STATED GOAL —
Put the lines below into a JSON list of strings with one string for each line. Skip blank lines and leave out the pictures.

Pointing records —
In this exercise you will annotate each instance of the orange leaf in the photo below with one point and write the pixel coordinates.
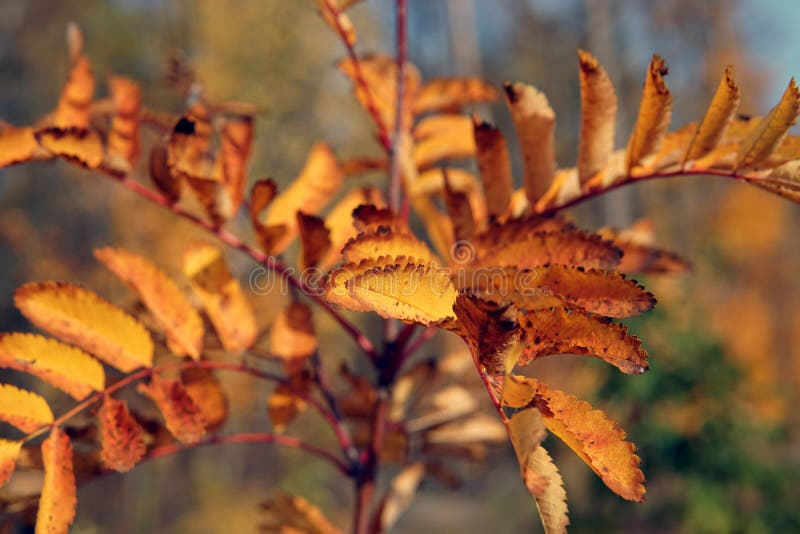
(59, 499)
(121, 437)
(182, 416)
(557, 331)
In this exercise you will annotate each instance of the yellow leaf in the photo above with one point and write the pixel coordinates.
(655, 112)
(83, 147)
(716, 119)
(63, 366)
(223, 298)
(495, 166)
(413, 293)
(309, 192)
(557, 331)
(593, 437)
(535, 122)
(182, 416)
(9, 453)
(121, 438)
(58, 500)
(292, 337)
(23, 409)
(771, 130)
(447, 94)
(598, 117)
(83, 318)
(17, 145)
(386, 243)
(161, 295)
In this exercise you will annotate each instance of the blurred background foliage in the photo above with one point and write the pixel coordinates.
(714, 418)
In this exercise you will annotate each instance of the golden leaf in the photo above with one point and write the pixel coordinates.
(121, 437)
(223, 298)
(16, 145)
(83, 318)
(716, 119)
(557, 331)
(161, 295)
(448, 94)
(655, 112)
(534, 121)
(59, 499)
(207, 393)
(23, 409)
(63, 366)
(83, 147)
(310, 192)
(182, 416)
(9, 453)
(771, 130)
(315, 239)
(598, 117)
(292, 337)
(494, 164)
(123, 138)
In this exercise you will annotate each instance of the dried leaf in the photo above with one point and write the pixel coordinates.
(315, 239)
(716, 119)
(449, 94)
(83, 147)
(58, 500)
(9, 453)
(534, 121)
(598, 117)
(121, 437)
(62, 366)
(161, 295)
(557, 331)
(495, 166)
(655, 112)
(23, 409)
(83, 318)
(182, 416)
(310, 192)
(771, 130)
(223, 298)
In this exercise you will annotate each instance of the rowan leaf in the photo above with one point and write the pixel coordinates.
(448, 94)
(17, 145)
(161, 295)
(181, 414)
(222, 296)
(82, 147)
(557, 331)
(207, 393)
(716, 119)
(62, 366)
(59, 496)
(315, 239)
(292, 337)
(598, 117)
(83, 318)
(23, 409)
(534, 121)
(771, 130)
(123, 138)
(121, 438)
(655, 111)
(414, 293)
(9, 454)
(494, 164)
(309, 192)
(593, 437)
(384, 242)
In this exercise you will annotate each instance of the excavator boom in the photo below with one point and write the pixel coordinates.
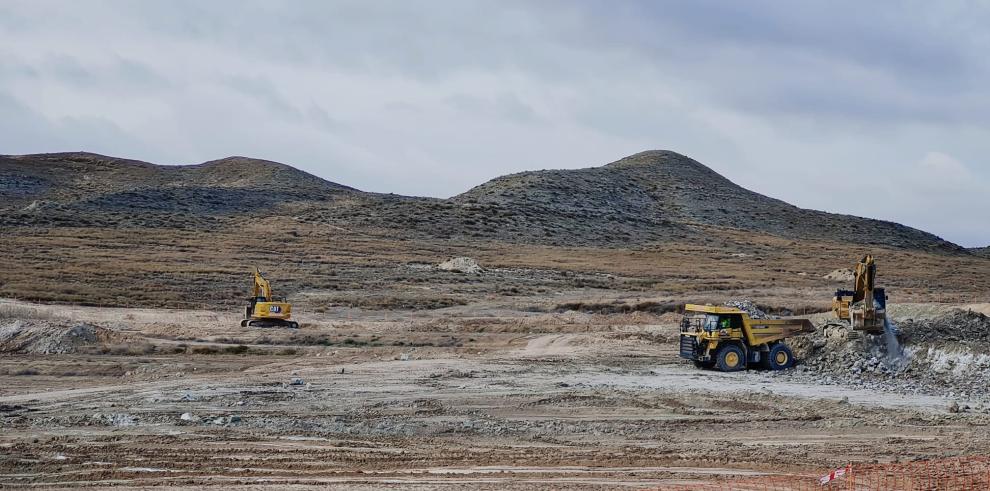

RESULT FOR THIS EXERCISE —
[
  "In this exercise you will annotate each instance of the orange leaf in the photo below with one point and write the pixel coordinates.",
  "(59, 499)",
  "(121, 437)",
  "(182, 416)",
  "(557, 331)",
  "In this exercise you will annotate each instance of the yellow leaf in the photo above with one point and write the pixel coordinates.",
  "(655, 112)",
  "(83, 147)",
  "(716, 119)",
  "(63, 366)",
  "(223, 298)",
  "(495, 166)",
  "(413, 293)",
  "(309, 192)",
  "(557, 331)",
  "(593, 437)",
  "(535, 122)",
  "(182, 416)",
  "(9, 453)",
  "(121, 438)",
  "(58, 500)",
  "(292, 337)",
  "(23, 409)",
  "(771, 130)",
  "(447, 94)",
  "(598, 117)",
  "(83, 318)",
  "(17, 145)",
  "(386, 243)",
  "(161, 295)",
  "In this exercise you will annotate each instance of the blurred background foliage in the photo above with one point and write the pixel coordinates.",
  "(714, 418)",
  "In this exercise you will annotate each instance of the golden leaf in the photo above with one point and write the pixel coordinates.",
  "(121, 437)",
  "(223, 298)",
  "(16, 145)",
  "(83, 318)",
  "(716, 119)",
  "(557, 331)",
  "(161, 295)",
  "(448, 94)",
  "(655, 112)",
  "(534, 121)",
  "(59, 499)",
  "(207, 393)",
  "(23, 409)",
  "(63, 366)",
  "(83, 147)",
  "(310, 192)",
  "(182, 416)",
  "(9, 453)",
  "(771, 130)",
  "(315, 239)",
  "(598, 117)",
  "(292, 337)",
  "(494, 164)",
  "(123, 138)",
  "In this exercise you will annotate each instance of the dried leaf in the photo above with one point and write the pixel coordinates.",
  "(315, 239)",
  "(716, 119)",
  "(449, 94)",
  "(83, 147)",
  "(58, 500)",
  "(9, 453)",
  "(534, 121)",
  "(598, 117)",
  "(121, 437)",
  "(62, 366)",
  "(161, 295)",
  "(557, 331)",
  "(495, 166)",
  "(655, 112)",
  "(23, 409)",
  "(83, 318)",
  "(182, 416)",
  "(310, 192)",
  "(771, 130)",
  "(223, 298)",
  "In this exercise you will annotate each instance of the rowan leaf in the photo above with one point and write the pixel coordinates.",
  "(448, 94)",
  "(17, 145)",
  "(161, 295)",
  "(181, 414)",
  "(222, 296)",
  "(82, 147)",
  "(557, 331)",
  "(207, 393)",
  "(716, 119)",
  "(62, 366)",
  "(59, 496)",
  "(315, 239)",
  "(292, 337)",
  "(598, 117)",
  "(83, 318)",
  "(23, 409)",
  "(534, 121)",
  "(771, 130)",
  "(123, 138)",
  "(121, 438)",
  "(655, 111)",
  "(414, 293)",
  "(9, 454)",
  "(494, 164)",
  "(309, 192)",
  "(593, 437)",
  "(384, 242)",
  "In this exercise you will annotate each instance of the excavator boom in the photo below with one point and write the pixel coordinates."
]